• [PAGE TEXT]:
竹島問題の歴史

1.9.12

1840 Map - "Karte vom Japanischen Reiche," by Dr. Siebold

The 1840 map of Japan to the left was made by German physician and traveler Philipp Franz Balthasar von Siebold.  During his travels Dr. Siebold spent six years (1823 - 1829) in Japan, where he acquired some detailed maps of Japan and Korea made by the Japanese surveyor and cartographer Ino Tadataka. Siebold combined his knowledge of both Western and Japanese maps to make the map to the left, which is entitled "Karte vom Japanischen Reiche, nach Original-karten und astronomischen Beobachtungen der Japaner : die Inseln Kiu Siu, Sikok und Nippon."

One big problem with the Siebold map is that it included the non-existent island of Argonaut, which was a mismapping of the Korean island of Ulleungdo by the captain of the British ship "HMS Argonaut" in 1789. British Captain James Colnett mismapped Ulleungdo at the coordinates 37º 32' N and 129º 50' E, resulting in the non-existent island of "Argonaut" showing up on many Western maps about 110 kilometers to the northwest of the real Ulleungdo, which at the time was referred to by many Western nations as "Dagelet Island."

• [STATED TASK 1]:
Pull out every line of the records below that contains the word "window". Treat uppercase and lowercase letters as different.
The text about the 1840 Siebold map and the records have nothing to do with each other.

• [EXCERPTED DATA]:

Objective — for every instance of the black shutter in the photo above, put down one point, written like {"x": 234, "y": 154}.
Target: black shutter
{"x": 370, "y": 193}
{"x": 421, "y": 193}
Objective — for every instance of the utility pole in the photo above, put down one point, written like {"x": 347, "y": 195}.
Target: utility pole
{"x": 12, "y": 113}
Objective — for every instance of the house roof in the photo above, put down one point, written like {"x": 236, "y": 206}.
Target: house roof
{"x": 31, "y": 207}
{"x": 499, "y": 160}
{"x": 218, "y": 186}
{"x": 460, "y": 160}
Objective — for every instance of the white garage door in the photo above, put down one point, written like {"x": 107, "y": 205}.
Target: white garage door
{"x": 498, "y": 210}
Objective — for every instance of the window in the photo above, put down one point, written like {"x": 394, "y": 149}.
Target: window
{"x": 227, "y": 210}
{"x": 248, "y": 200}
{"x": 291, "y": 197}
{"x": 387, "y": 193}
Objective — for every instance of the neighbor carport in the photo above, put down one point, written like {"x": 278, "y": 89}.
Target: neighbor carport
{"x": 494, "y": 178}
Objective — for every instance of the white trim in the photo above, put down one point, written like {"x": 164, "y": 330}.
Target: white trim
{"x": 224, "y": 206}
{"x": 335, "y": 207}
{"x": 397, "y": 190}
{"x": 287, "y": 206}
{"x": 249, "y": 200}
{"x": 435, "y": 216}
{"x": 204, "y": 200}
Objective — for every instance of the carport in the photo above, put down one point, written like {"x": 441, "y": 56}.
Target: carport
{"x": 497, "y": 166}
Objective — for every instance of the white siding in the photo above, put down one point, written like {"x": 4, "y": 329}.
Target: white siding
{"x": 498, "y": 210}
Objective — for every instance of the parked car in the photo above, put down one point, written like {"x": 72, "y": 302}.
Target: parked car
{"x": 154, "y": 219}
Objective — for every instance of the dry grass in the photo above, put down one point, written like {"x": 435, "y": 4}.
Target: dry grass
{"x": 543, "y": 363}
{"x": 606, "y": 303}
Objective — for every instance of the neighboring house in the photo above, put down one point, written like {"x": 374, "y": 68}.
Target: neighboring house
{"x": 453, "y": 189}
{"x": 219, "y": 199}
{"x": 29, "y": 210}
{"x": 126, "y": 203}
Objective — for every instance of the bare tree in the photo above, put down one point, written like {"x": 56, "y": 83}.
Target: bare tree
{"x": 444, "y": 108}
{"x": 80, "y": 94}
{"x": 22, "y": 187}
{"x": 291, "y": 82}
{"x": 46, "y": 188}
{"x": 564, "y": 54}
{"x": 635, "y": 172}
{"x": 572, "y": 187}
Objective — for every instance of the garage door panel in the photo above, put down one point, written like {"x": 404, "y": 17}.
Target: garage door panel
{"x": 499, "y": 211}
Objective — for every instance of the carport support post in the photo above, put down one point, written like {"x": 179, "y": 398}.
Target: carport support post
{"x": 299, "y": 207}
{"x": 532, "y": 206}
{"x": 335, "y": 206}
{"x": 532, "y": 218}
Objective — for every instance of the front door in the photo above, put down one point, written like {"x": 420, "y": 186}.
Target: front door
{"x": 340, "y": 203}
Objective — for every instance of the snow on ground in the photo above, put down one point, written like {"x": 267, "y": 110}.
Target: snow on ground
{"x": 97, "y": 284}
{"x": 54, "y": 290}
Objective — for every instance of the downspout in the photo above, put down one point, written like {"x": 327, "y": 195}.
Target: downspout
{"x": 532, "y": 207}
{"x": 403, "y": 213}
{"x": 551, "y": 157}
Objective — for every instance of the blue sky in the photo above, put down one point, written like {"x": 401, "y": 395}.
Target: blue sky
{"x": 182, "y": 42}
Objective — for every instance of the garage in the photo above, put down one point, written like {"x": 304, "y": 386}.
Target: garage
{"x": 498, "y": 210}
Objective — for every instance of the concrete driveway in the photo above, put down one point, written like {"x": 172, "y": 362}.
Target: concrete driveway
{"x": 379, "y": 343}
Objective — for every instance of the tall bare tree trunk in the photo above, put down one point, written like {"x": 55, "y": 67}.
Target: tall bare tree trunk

• [STATED TASK 2]:
Proceed with the text about the 1840 Siebold map, writing on from its last sentence.

• [EXPECTED ANSWER 1]:
Objective — for every instance of the window in the photo above, put down one point, written like {"x": 394, "y": 149}.
Target: window

• [EXPECTED ANSWER 2]:
Dr. Siebold then labeled the non-existent Argonaut as "Takeshima," which was the Japanese name for Ulleungdo, and the real Ulleungdo as "Matsushima," which was the Japanese name for Liancourt Rocks. Dr. Siebold seems to have mistakenly shifted the names he saw on Japanese maps up from Ulleungdo and Liancourt Rocks to Argonaut and Ulleungdo, respectively.

Dr. Siebold's mistake caused a lot of confusion for some Japanese, who started to assume the non-existent island of Argonaut was Korea's Ulleungdo and the real Ulleungdo was Japan's Matsushima (Liancourt Rocks). The confusion came to a head in 1876 when Japanese businessman Mutoh Heigaku (武藤平学) petitioned the Japanese government
HERE to develop Matsushima, which he believed to be Japanese territory.

As part of discussions in the Japanese Ministry of Foreign Affairs to determine the location of Mutoh's Matsushima, Bureau of Documents Director Watanabe Kouki (渡辺洪基) provided two opinions,
HERE and HERE, on the possible location of the island.

Below is a close-up of the portion of the map that shows Ulleungdo (Matsushima) and the non-existent island of Argonaut (Takeshima).




7 comments:

  1. Did Dr.Siebold cause a lot of confusion for some Japanese? I don't think so.

    Siebold's map has nothing to do with the non-existent Argonaut. Siebold didn't know the Argonaut was non-existent when he drew Takeshima co-labeling Argonaut. Argonaut was found to be non-existent 7 years later in 1847. Probably he simply thought Argonaut was the western name for Takeshima(=Ulleongdo) because he clearly understood there were two islands in the East Sea(the Sea of Japan) called Takeshima and Matsushima.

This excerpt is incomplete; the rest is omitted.